-- Records follows --

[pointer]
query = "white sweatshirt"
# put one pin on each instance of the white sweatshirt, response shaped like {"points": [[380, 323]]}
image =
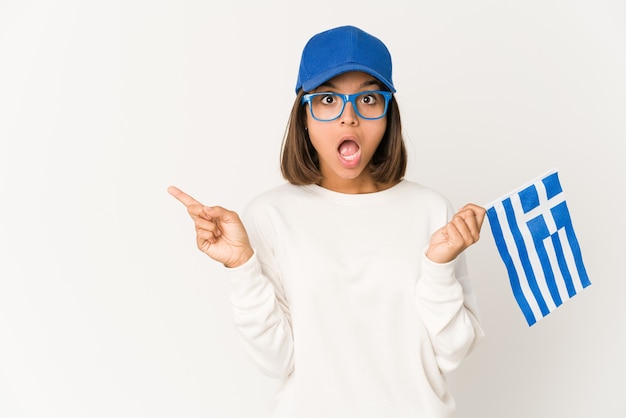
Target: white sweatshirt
{"points": [[341, 304]]}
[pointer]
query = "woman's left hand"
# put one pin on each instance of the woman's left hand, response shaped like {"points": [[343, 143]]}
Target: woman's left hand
{"points": [[461, 232]]}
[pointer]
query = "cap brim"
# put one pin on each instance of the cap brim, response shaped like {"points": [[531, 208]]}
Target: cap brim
{"points": [[326, 75]]}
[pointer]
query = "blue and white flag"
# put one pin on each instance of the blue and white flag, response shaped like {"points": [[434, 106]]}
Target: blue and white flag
{"points": [[535, 237]]}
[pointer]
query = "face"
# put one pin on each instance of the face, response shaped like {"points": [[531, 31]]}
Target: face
{"points": [[346, 145]]}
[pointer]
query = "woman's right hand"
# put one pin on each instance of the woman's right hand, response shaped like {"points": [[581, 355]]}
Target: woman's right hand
{"points": [[220, 234]]}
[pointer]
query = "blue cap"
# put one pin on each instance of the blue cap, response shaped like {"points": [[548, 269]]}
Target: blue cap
{"points": [[339, 50]]}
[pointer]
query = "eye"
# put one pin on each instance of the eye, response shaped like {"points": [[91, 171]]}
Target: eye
{"points": [[328, 99], [368, 98]]}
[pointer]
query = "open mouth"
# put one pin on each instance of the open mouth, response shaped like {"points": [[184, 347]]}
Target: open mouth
{"points": [[349, 150]]}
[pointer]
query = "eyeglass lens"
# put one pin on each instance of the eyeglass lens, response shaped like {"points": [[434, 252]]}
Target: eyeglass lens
{"points": [[328, 106]]}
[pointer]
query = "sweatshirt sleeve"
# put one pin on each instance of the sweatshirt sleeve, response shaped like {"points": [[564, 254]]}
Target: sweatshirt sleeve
{"points": [[261, 312], [446, 306]]}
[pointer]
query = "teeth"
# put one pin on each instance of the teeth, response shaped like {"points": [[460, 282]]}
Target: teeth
{"points": [[350, 157]]}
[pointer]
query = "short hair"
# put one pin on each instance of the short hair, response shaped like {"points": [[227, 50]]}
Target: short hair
{"points": [[299, 162]]}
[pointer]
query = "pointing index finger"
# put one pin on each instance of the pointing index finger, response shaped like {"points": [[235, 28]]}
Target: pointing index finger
{"points": [[182, 197]]}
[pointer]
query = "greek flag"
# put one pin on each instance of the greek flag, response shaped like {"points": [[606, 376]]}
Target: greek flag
{"points": [[533, 231]]}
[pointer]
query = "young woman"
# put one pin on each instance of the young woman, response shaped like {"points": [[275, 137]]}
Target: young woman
{"points": [[348, 281]]}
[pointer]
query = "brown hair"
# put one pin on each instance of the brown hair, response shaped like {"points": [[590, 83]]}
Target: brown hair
{"points": [[299, 162]]}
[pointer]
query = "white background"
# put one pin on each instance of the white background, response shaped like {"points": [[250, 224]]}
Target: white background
{"points": [[107, 309]]}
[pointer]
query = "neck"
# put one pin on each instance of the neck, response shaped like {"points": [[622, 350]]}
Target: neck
{"points": [[354, 186]]}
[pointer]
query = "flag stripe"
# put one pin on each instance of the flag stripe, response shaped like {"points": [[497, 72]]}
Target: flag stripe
{"points": [[523, 256], [496, 230], [535, 238]]}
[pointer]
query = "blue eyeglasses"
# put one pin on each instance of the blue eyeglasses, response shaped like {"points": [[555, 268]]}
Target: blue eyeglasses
{"points": [[369, 105]]}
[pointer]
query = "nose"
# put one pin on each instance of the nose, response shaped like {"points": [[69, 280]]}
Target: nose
{"points": [[349, 116]]}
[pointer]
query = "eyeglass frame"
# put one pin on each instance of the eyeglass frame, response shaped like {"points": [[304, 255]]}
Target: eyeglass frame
{"points": [[347, 98]]}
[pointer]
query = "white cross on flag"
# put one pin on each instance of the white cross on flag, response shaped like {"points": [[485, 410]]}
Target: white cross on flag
{"points": [[535, 237]]}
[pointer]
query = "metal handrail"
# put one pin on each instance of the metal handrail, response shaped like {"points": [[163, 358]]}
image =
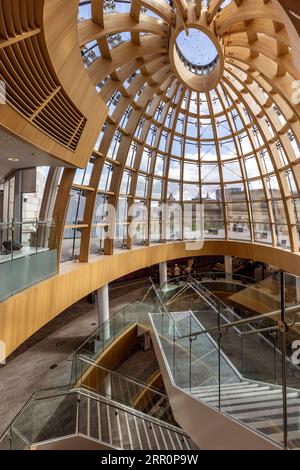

-- Records concluded --

**Brief:**
Among the lines of the data, identify those with the word "metal". Copy each of them.

**Completed exercise:**
query = "metal handrail"
# put one pin on each instance of the metal handrail, response shaped like {"points": [[163, 358]]}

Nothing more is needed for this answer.